Which is better at detecting cancer, a laboratory or a Labrador retriever?


Dogs, which have 220 million olfactory cells in their noses compared with 50 million for humans, have long helped to sniff out survivors in search-and-rescue efforts. Now, a growing body of evidence supports the possible use of canines by clinicians, Bloomberg reports.


The largest study ever done on cancer-sniffing dogs found that they can detect prostate cancer with 98 percent accuracy by smelling urine samples. At least one application is in the works, seeking U.S. approval of a kit using breath samples to find breast cancer.


"Our study demonstrates the use of dogs might represent in the future a real clinical opportunity if used together with common diagnostic tools," said Gian Luigi Taverna, the author of the prostate cancer research.


When dogs sniff for cancer, they are detecting the chemicals emitted by a tumor. These chemicals are referred to as volatile organic compounds, or VOCs. VOCs have been found in the breath of lung cancer patients and colon cancer patients, as well as in the urine of prostate cancer patients. The most recent findings have spurred increased interest in dog cancer-detection research, including efforts to develop devices that can mimic the animal's exquisite olfactory system.


Consider the talents of Tsunami, a regal-looking dog with attentive eyes and an enthusiastic tail wag for her trainer friends. University of Pennsylvania researchers say she is more than 90 percent successful in identifying the scent of ovarian cancer in tissue samples, opening a new window on a disease that kills 14,000 Americans a year but lacks an effective test for early detection. When found early, the disease has a five-year survival rate of over 90 percent.

* _SOURCE INFORMATION_:
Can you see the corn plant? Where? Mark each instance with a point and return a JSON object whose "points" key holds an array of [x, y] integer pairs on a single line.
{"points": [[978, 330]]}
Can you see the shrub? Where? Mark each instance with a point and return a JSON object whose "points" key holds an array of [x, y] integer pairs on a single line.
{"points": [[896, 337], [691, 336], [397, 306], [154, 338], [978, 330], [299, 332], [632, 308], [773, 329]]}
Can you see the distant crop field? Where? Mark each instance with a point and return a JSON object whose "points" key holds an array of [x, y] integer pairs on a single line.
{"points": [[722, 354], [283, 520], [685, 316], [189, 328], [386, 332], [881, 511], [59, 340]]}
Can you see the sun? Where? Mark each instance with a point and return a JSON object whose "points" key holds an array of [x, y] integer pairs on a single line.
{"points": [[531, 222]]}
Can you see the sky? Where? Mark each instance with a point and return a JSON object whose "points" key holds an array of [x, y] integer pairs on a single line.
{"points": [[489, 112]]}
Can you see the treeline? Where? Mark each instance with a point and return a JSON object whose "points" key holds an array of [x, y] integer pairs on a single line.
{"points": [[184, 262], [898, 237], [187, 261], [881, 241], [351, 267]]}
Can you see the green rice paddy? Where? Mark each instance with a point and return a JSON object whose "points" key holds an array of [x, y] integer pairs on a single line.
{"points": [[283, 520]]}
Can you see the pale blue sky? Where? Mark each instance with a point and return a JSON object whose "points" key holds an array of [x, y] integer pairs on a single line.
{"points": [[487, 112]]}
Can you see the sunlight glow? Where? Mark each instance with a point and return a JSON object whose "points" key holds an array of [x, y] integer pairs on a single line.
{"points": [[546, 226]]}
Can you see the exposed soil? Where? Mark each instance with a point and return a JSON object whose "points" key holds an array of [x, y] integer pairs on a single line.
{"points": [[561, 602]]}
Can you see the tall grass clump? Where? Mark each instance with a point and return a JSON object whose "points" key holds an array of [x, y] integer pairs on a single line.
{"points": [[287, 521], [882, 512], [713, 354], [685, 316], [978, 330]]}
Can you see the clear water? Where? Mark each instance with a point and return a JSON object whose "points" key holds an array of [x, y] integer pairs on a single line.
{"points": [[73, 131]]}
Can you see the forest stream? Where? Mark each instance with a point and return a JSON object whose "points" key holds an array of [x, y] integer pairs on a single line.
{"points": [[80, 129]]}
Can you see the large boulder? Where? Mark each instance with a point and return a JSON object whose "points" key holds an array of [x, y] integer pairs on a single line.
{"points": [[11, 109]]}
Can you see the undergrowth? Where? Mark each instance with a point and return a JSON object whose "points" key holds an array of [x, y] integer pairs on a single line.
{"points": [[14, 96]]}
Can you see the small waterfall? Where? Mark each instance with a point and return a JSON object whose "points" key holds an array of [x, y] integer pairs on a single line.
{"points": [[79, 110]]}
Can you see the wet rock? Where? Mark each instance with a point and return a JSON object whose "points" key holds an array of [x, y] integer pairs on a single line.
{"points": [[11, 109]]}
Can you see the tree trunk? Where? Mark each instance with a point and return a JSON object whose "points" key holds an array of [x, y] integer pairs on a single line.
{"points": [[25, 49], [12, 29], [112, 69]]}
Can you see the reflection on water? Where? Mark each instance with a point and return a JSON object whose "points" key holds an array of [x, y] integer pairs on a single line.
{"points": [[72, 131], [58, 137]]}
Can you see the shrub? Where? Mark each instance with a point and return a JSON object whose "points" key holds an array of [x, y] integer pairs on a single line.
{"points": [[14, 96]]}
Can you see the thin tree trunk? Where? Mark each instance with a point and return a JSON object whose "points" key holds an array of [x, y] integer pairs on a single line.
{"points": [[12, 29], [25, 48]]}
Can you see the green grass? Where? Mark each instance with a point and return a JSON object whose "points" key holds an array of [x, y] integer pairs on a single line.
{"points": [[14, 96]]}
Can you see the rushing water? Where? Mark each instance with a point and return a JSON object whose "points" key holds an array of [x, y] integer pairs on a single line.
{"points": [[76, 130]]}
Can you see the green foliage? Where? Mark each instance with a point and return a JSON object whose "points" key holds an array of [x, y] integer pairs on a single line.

* _HOW TO COMPLETE THIS TASK_: Please translate this sentence from the article on cancer-sniffing dogs into Spanish: "When dogs sniff for cancer, they are detecting the chemicals emitted by a tumor."

* _RESULT_: Cuando los perros olfatean en busca de cáncer, están detectando las sustancias químicas que emite un tumor.